N.º 58

NOVIEMBRE-DICIEMBRE 2008

14

   

GIBRALFARO

   

Aula de Literatura de Tradición Popular

FERNÁN CABALLERO

  

  

  

  

  

EL CRIMEN DE COÍN

  

Por Laura Flores Fernández

   

   

L

a historia que os voy a relatar ocurrió en Coín, un pueblo de la provincia de  Málaga que se halla en el centro del Valle del Guadalhorce y situado a 30 km de Marbella y 33 de Málaga. Por su equidistancia de la Costa del Sol, de Antequera y de la Serranía de Ronda, Coín ha constituido un punto estratégico en esta provincia andaluza a lo largo de toda la historia.

   
      

 

Ermita de Nuestra Señora de la Fuensanta de Coín. Se halla cerca de donde se encontraba la vivienda del anacoreta.

   

Por lo que interesa al caso, conviene saber que en la carretera de Coín a Monda, otro pueblo de la comarca, se alza la ermita santuario de la Virgen de la Fuensanta, la muy venerada patrona de la villa, enclavada a escasos metros del paraje donde aconteció el trágico suceso que motiva este relato.

Se tiene constancia escrita de que hacia el año 1892 vivió en Coín un sacerdote, de nombre Juan García Collet, cuya avanzada edad alcanzaba ya los 73 años. Entre todos los coineños tenía fama don Juan de santo varón y clérigo de gran temple y fortaleza, pues, por penitencia voluntaria, hacía vida de anacoreta en un molino que estaba a las orillas del río Pereyla, que, aunque muy próximo a la ermita santuario de Nuestra Señora de La Fuensanta, se trata de un lugar aislado, ya que se encontraba muy alejado del pueblo.

Para ayudarle en las labores cotidianas, el anciano ermitaño contaba con la ayuda, desde hacía seis años, de Antonio Barea Rojo, persona fiel y honrada hasta el punto de preocuparse más por los intereses ajenos que por los suyos propios. Por otra parte, dada su avanzada edad, el eremita había empleado para el cuidado del molino a una familia de jornaleros compuesta por Juan Porras Sánchez, apodado ‘el Espartero’; Francisca Villalobos Montes, la mujer de éste; los dos hijos del matrimonio, Juan y Manuel, y su sobrino Juan Bernal Palma, más conocido por el apodo de ‘el Guareño’, por ser natural de Guaro.

Juan Porras no se acomodaba a su condición de jornalero y sufría con poca resignación las penurias de su familia para sobrevivir con un salario mísero. Quería una solución inmediata. Necesitaba dinero para darle de comer a su familia y no le importaba tener que robar ni, llegado el caso, matar alguien si fuese necesario.

Con la llegada de las fiestas de Navidad, la pesadumbre de ‘el Espartero’ se acrecienta y concibe la idea de recurrir al robo. Reafirmado en su intención, comunica el plan a la familia y enseguida todos se ponen de acuerdo. Sólo les faltaba la elección de la persona a quien poder perpetrarlo. Consideran todas las posibilidades y llegan a la conclusión de que el robo les sería más fácil si lo llevaban a cabo contra una persona  anciana, que no viviese en el pueblo, que tuviese dinero y, sobre todo, si contaban con la complicidad de alguien cercano a la víctima.

Requisitos de tareas:
1 – Reescribe el pasaje del texto sobre el crimen de Coín que va desde "Ermita de Nuestra" hasta "motiva este relato." y sustituye "Monda" por "Alhaurín".
2 – Según el texto sobre el crimen de Coín, ¿a orillas de qué río estaba el molino donde vivía el sacerdote?

Entradas de identificación de ubicaciones:

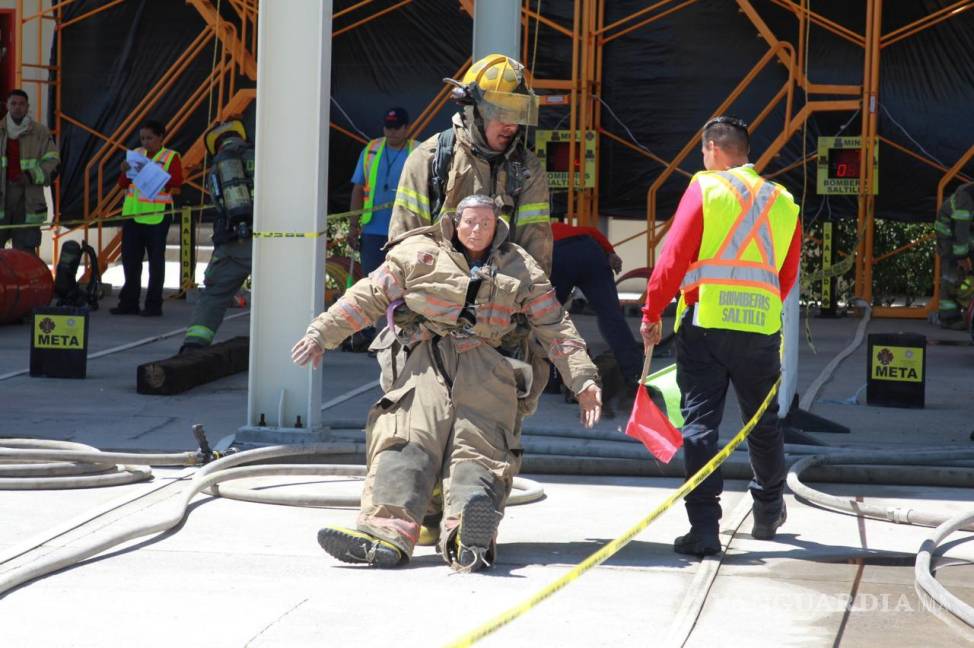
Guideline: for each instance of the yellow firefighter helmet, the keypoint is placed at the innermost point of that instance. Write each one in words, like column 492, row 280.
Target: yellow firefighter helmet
column 213, row 136
column 497, row 86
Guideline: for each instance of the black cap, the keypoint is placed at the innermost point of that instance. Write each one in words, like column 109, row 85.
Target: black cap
column 396, row 117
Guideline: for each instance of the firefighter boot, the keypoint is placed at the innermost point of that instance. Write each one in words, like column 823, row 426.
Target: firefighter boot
column 359, row 547
column 472, row 548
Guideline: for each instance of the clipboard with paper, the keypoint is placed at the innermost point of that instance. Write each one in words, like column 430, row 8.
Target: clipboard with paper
column 151, row 180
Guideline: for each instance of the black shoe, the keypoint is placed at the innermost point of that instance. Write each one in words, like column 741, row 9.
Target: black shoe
column 697, row 543
column 358, row 547
column 473, row 546
column 766, row 522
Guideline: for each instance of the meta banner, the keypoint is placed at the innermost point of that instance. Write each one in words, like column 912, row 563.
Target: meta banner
column 896, row 371
column 59, row 343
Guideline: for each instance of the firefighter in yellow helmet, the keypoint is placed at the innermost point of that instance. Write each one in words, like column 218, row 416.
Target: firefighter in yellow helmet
column 231, row 185
column 484, row 152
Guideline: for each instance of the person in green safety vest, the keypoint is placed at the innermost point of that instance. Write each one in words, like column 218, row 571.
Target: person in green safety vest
column 146, row 225
column 30, row 162
column 374, row 184
column 375, row 180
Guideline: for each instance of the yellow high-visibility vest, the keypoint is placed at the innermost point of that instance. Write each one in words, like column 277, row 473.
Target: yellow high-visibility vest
column 146, row 211
column 748, row 225
column 370, row 169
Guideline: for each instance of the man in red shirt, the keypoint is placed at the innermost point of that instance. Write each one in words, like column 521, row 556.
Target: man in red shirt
column 733, row 250
column 583, row 257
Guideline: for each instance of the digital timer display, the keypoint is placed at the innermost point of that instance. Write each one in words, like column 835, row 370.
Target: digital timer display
column 844, row 163
column 839, row 166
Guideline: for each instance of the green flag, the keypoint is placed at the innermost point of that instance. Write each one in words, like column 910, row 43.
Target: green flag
column 664, row 381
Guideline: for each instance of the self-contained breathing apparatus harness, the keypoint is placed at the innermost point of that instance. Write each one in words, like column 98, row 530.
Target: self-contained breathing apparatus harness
column 231, row 182
column 66, row 287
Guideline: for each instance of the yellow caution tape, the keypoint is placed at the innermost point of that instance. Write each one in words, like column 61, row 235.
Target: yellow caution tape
column 339, row 215
column 616, row 545
column 170, row 212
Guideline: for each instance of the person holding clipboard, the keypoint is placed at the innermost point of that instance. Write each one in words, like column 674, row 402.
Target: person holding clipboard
column 148, row 198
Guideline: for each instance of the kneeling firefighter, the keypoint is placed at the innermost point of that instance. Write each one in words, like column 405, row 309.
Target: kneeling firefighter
column 231, row 186
column 484, row 152
column 450, row 413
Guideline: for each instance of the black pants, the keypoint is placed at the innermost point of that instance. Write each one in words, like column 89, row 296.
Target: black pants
column 579, row 261
column 139, row 240
column 707, row 361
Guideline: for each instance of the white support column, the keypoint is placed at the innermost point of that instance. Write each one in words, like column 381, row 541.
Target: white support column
column 497, row 28
column 293, row 87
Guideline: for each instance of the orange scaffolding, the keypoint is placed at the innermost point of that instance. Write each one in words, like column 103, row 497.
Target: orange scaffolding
column 234, row 46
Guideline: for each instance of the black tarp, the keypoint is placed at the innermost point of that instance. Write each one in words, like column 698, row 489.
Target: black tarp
column 662, row 81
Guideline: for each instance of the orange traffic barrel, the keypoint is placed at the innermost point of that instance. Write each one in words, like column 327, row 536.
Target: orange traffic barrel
column 25, row 284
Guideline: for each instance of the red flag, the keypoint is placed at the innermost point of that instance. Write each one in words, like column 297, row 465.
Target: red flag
column 652, row 428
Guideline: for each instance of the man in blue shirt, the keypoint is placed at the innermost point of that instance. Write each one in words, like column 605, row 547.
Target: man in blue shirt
column 375, row 180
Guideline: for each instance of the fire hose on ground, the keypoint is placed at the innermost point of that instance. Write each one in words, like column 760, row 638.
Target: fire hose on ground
column 30, row 463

Respuestas por tarea:
1 –
Ermita de Nuestra Señora de la Fuensanta de Coín. Se halla cerca de donde se encontraba la vivienda del anacoreta.

   

Por lo que interesa al caso, conviene saber que en la carretera de Coín a Alhaurín, otro pueblo de la comarca, se alza la ermita santuario de la Virgen de la Fuensanta, la muy venerada patrona de la villa, enclavada a escasos metros del paraje donde aconteció el trágico suceso que motiva este relato.

2 – A orillas del río Pereyla.